#### What to do:
Please repeat, without alteration, the line containing "Where can you see the purple" and every line that follows it to the end of the entries below, and only those lines.

(Dataset entries)

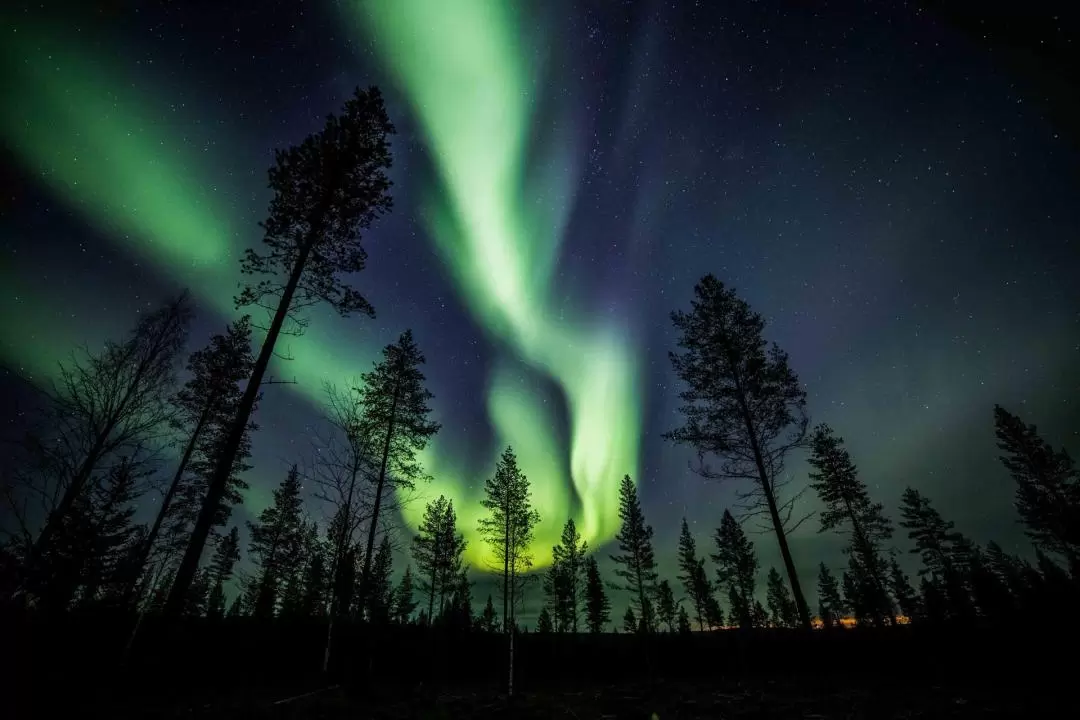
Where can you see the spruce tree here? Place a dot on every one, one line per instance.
(630, 621)
(736, 569)
(692, 574)
(636, 562)
(327, 189)
(378, 599)
(665, 605)
(782, 610)
(684, 622)
(428, 551)
(568, 557)
(204, 407)
(850, 511)
(543, 622)
(489, 620)
(226, 556)
(404, 605)
(1048, 486)
(597, 606)
(103, 406)
(742, 404)
(829, 607)
(395, 410)
(508, 529)
(275, 543)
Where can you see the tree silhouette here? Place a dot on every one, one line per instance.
(736, 569)
(829, 607)
(742, 404)
(636, 564)
(692, 575)
(105, 405)
(326, 190)
(508, 528)
(941, 547)
(630, 621)
(275, 543)
(205, 406)
(568, 575)
(597, 606)
(404, 605)
(849, 510)
(1048, 486)
(489, 620)
(226, 556)
(665, 605)
(782, 610)
(395, 412)
(378, 600)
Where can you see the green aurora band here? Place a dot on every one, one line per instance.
(462, 68)
(80, 124)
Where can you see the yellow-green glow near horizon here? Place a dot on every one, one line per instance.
(463, 69)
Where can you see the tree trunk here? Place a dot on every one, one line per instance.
(223, 469)
(147, 545)
(365, 580)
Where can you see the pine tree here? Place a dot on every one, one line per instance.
(665, 605)
(508, 529)
(226, 556)
(543, 622)
(404, 605)
(684, 622)
(275, 543)
(205, 405)
(906, 598)
(829, 606)
(326, 190)
(597, 607)
(714, 614)
(849, 510)
(782, 610)
(102, 407)
(941, 547)
(692, 574)
(568, 569)
(489, 620)
(1048, 486)
(636, 562)
(742, 403)
(630, 621)
(378, 600)
(428, 552)
(736, 569)
(394, 403)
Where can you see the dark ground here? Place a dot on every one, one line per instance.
(246, 669)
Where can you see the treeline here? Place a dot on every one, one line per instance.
(118, 423)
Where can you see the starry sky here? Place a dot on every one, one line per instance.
(890, 185)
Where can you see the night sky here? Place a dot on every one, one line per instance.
(895, 190)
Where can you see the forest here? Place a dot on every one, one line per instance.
(169, 597)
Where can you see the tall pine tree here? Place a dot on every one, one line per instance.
(849, 510)
(1048, 486)
(737, 569)
(597, 606)
(275, 543)
(742, 404)
(394, 403)
(636, 564)
(327, 189)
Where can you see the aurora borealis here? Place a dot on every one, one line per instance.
(898, 200)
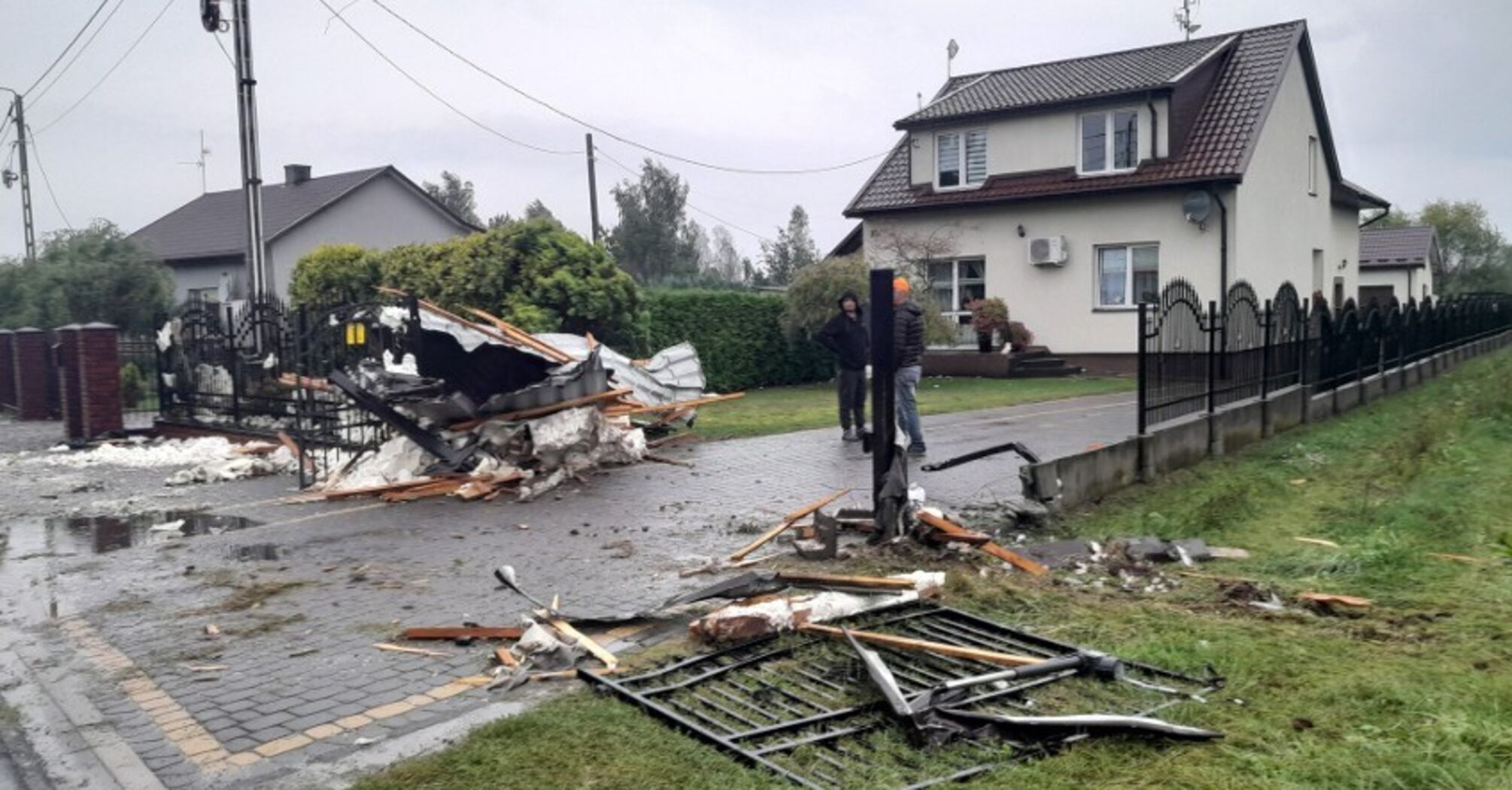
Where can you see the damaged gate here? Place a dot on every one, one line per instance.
(802, 707)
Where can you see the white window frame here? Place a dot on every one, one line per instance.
(1107, 143)
(1313, 166)
(955, 312)
(1128, 275)
(961, 160)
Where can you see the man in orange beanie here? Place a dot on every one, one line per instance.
(908, 351)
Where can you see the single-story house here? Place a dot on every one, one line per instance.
(1076, 188)
(205, 241)
(1398, 262)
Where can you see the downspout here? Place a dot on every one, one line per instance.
(1222, 247)
(1154, 126)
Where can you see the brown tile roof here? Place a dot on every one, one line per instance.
(1064, 81)
(1218, 147)
(1392, 247)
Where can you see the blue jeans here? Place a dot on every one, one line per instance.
(908, 381)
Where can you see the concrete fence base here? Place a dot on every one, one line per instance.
(1088, 477)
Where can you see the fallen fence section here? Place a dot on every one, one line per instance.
(1207, 386)
(802, 706)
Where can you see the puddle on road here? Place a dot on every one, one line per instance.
(100, 535)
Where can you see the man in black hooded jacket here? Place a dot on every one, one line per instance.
(847, 338)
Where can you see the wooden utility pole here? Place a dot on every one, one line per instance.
(593, 193)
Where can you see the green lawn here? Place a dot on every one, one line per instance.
(814, 406)
(1416, 694)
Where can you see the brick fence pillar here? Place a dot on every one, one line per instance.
(32, 371)
(7, 368)
(91, 380)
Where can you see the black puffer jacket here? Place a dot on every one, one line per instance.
(847, 336)
(908, 335)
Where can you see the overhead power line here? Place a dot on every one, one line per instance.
(127, 53)
(723, 221)
(609, 134)
(49, 185)
(433, 94)
(80, 50)
(49, 70)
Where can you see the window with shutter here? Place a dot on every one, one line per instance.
(976, 156)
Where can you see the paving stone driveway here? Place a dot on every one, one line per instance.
(301, 598)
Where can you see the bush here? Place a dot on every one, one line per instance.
(739, 336)
(133, 384)
(536, 275)
(335, 275)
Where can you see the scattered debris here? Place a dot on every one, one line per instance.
(413, 651)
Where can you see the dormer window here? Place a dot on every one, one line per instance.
(1109, 141)
(962, 160)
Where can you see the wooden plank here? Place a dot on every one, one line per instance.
(787, 521)
(372, 491)
(540, 411)
(664, 459)
(411, 651)
(587, 643)
(465, 631)
(1331, 598)
(871, 583)
(1018, 561)
(524, 338)
(920, 645)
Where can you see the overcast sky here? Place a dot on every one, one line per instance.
(1417, 94)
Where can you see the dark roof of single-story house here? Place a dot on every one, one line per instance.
(1231, 81)
(215, 223)
(1398, 247)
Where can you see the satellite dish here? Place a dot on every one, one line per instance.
(1196, 206)
(211, 16)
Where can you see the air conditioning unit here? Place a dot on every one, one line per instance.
(1048, 251)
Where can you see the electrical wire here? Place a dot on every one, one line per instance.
(80, 50)
(606, 132)
(599, 150)
(43, 76)
(93, 88)
(37, 156)
(433, 94)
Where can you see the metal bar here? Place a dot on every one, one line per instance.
(606, 683)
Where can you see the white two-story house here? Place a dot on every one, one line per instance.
(1074, 190)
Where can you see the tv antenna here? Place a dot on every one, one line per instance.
(199, 163)
(1184, 19)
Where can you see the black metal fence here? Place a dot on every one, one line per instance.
(259, 366)
(1195, 357)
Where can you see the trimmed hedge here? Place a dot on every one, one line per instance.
(738, 335)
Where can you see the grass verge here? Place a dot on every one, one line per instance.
(1416, 694)
(799, 408)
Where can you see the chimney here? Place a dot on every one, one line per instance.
(296, 175)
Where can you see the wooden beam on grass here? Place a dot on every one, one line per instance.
(788, 521)
(920, 645)
(1016, 561)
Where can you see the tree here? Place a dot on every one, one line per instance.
(537, 211)
(724, 259)
(82, 276)
(456, 194)
(654, 239)
(793, 250)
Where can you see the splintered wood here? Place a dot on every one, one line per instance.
(958, 532)
(788, 521)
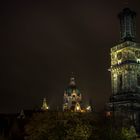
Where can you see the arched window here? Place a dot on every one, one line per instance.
(138, 79)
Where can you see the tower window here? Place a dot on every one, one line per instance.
(138, 80)
(120, 82)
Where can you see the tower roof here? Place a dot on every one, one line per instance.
(127, 25)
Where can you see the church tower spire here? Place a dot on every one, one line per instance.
(127, 25)
(125, 71)
(72, 96)
(44, 105)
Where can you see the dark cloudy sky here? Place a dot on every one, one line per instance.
(42, 42)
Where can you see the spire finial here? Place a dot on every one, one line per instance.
(127, 25)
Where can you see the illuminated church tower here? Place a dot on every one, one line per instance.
(125, 70)
(72, 97)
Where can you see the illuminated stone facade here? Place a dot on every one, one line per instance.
(125, 71)
(72, 97)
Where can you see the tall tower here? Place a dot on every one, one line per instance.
(72, 97)
(125, 70)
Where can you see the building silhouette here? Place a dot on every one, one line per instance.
(125, 70)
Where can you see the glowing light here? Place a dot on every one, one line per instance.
(88, 108)
(78, 108)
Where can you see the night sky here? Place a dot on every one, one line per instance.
(42, 42)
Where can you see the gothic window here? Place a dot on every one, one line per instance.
(120, 82)
(138, 80)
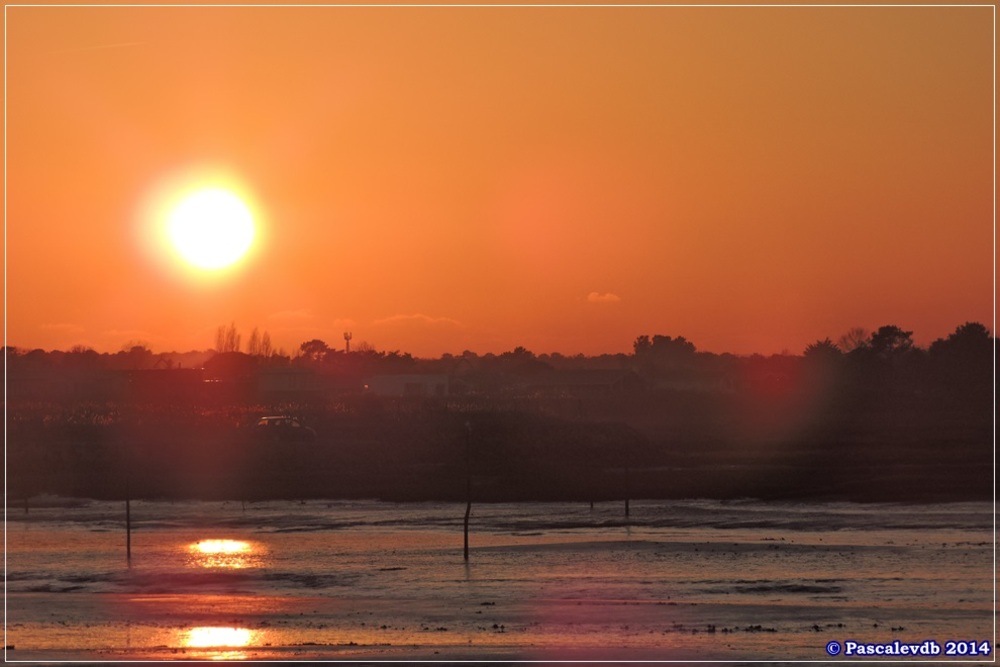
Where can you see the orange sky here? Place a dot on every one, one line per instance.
(562, 178)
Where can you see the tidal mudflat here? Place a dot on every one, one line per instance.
(349, 580)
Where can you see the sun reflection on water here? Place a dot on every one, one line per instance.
(226, 553)
(221, 643)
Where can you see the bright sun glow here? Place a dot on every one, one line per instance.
(210, 637)
(222, 546)
(211, 228)
(226, 554)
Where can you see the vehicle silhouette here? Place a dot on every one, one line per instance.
(282, 428)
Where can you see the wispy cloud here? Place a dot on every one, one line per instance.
(417, 318)
(62, 327)
(100, 47)
(608, 297)
(291, 315)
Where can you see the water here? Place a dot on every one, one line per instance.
(344, 580)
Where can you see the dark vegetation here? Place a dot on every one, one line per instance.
(871, 417)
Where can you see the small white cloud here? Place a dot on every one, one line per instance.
(595, 297)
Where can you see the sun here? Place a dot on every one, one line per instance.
(211, 228)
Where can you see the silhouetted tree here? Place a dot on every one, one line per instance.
(314, 350)
(890, 340)
(253, 345)
(969, 341)
(854, 339)
(227, 339)
(823, 351)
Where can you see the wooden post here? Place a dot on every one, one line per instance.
(628, 491)
(128, 520)
(468, 485)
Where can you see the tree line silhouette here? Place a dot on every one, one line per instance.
(871, 416)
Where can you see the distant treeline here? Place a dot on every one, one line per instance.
(869, 417)
(962, 353)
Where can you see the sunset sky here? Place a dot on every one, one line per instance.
(436, 179)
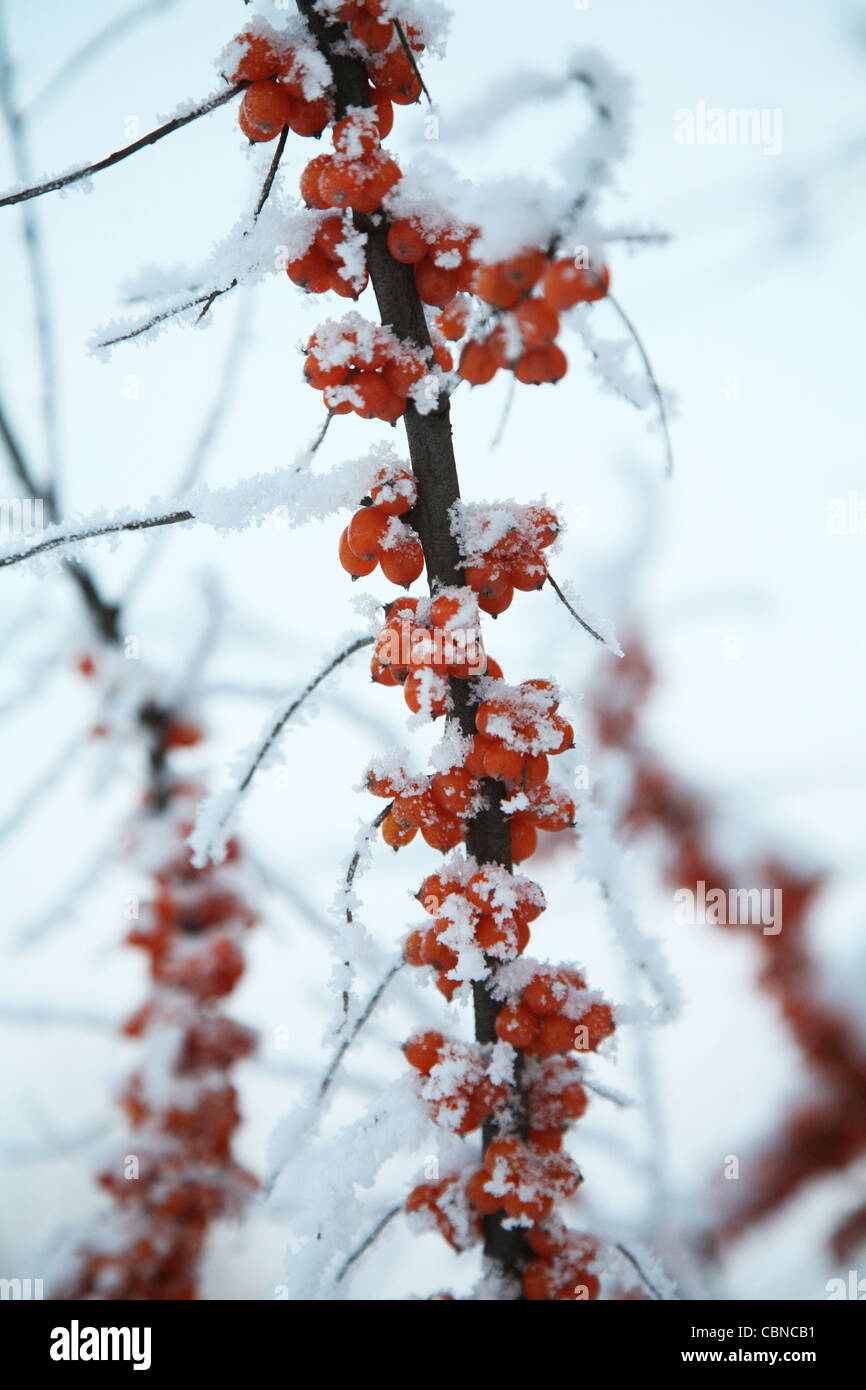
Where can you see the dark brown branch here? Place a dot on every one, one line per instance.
(359, 1023)
(574, 615)
(178, 123)
(362, 1250)
(435, 471)
(654, 384)
(412, 59)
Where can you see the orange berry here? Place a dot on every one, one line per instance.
(374, 35)
(453, 791)
(452, 320)
(542, 364)
(524, 838)
(477, 364)
(395, 834)
(355, 566)
(367, 531)
(537, 321)
(435, 284)
(502, 763)
(566, 284)
(403, 563)
(498, 603)
(494, 288)
(403, 373)
(598, 1020)
(423, 1051)
(555, 1034)
(481, 1200)
(516, 1025)
(260, 60)
(546, 993)
(309, 118)
(394, 491)
(264, 111)
(406, 241)
(310, 271)
(310, 189)
(524, 270)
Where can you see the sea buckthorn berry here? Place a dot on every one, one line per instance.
(453, 791)
(538, 324)
(494, 288)
(259, 59)
(310, 189)
(310, 271)
(496, 603)
(310, 118)
(395, 491)
(403, 562)
(406, 241)
(517, 1025)
(478, 1196)
(395, 834)
(524, 838)
(435, 284)
(423, 1051)
(357, 569)
(566, 284)
(376, 35)
(367, 533)
(540, 366)
(264, 111)
(357, 135)
(453, 319)
(477, 366)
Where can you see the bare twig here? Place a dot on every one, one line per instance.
(654, 384)
(412, 59)
(563, 599)
(178, 123)
(77, 63)
(111, 528)
(362, 1250)
(359, 1023)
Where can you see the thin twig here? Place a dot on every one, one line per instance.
(359, 1023)
(654, 384)
(506, 412)
(278, 727)
(412, 59)
(362, 1250)
(211, 295)
(635, 1265)
(178, 123)
(168, 313)
(113, 528)
(563, 599)
(89, 50)
(271, 738)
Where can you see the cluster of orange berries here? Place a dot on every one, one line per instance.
(552, 1015)
(278, 88)
(526, 1186)
(455, 1082)
(376, 535)
(363, 367)
(185, 1111)
(499, 565)
(423, 641)
(528, 291)
(488, 909)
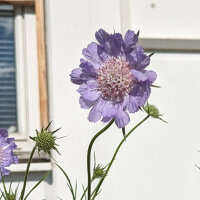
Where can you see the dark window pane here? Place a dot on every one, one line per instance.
(8, 100)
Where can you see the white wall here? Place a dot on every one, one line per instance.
(157, 163)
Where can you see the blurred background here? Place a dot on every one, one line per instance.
(41, 42)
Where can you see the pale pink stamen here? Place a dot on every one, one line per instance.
(115, 79)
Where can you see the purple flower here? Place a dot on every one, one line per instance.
(7, 157)
(112, 77)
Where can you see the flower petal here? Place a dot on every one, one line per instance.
(85, 103)
(87, 68)
(114, 45)
(102, 36)
(92, 55)
(151, 75)
(76, 77)
(108, 109)
(89, 90)
(142, 92)
(138, 76)
(95, 113)
(137, 59)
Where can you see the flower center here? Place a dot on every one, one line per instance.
(115, 79)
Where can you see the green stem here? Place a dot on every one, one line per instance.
(85, 191)
(27, 172)
(113, 158)
(89, 155)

#### Solution:
Where can you see the purple flower here? Place a dot on every one, one line per instance.
(7, 157)
(112, 77)
Where can you see the flower petal here? Place a dot on every one, one line per instance.
(85, 103)
(87, 68)
(114, 45)
(102, 36)
(92, 55)
(151, 75)
(76, 77)
(108, 109)
(89, 90)
(142, 92)
(138, 76)
(95, 113)
(137, 59)
Where can you see the flower center here? Place a dot on every one, one line per instance.
(115, 79)
Where can you see the green stem here? Place a dot on every one, one line per instance.
(85, 191)
(27, 172)
(113, 158)
(89, 155)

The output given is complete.